_REQUIRED WORK_
Please count the lines below that contain the word "backpack", and reply with the number alone.

Begin RECORDS TO USE

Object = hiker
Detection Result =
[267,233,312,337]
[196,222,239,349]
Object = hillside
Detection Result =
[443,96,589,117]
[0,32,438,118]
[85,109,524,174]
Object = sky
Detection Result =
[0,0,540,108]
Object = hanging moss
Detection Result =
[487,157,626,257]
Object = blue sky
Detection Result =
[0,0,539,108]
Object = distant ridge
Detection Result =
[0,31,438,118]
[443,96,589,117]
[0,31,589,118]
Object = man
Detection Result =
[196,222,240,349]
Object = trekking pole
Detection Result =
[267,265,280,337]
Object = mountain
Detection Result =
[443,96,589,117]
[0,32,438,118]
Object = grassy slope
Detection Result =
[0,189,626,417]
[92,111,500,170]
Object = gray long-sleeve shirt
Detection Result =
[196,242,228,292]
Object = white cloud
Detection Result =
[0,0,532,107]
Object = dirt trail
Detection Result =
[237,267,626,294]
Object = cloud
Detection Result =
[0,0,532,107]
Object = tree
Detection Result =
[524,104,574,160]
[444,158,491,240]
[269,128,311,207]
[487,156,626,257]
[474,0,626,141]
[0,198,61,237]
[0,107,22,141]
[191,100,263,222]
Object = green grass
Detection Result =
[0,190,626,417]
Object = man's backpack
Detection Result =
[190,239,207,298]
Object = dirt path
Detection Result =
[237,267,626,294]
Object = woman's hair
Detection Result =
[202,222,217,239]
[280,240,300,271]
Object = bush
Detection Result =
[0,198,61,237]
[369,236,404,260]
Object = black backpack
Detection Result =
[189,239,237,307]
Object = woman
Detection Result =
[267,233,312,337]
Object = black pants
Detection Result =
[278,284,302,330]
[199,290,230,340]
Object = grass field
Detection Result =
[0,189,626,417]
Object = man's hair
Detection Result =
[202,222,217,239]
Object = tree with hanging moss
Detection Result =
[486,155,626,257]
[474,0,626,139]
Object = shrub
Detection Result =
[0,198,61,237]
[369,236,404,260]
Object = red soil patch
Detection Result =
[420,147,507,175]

End RECORDS TO USE

_REPLY_
2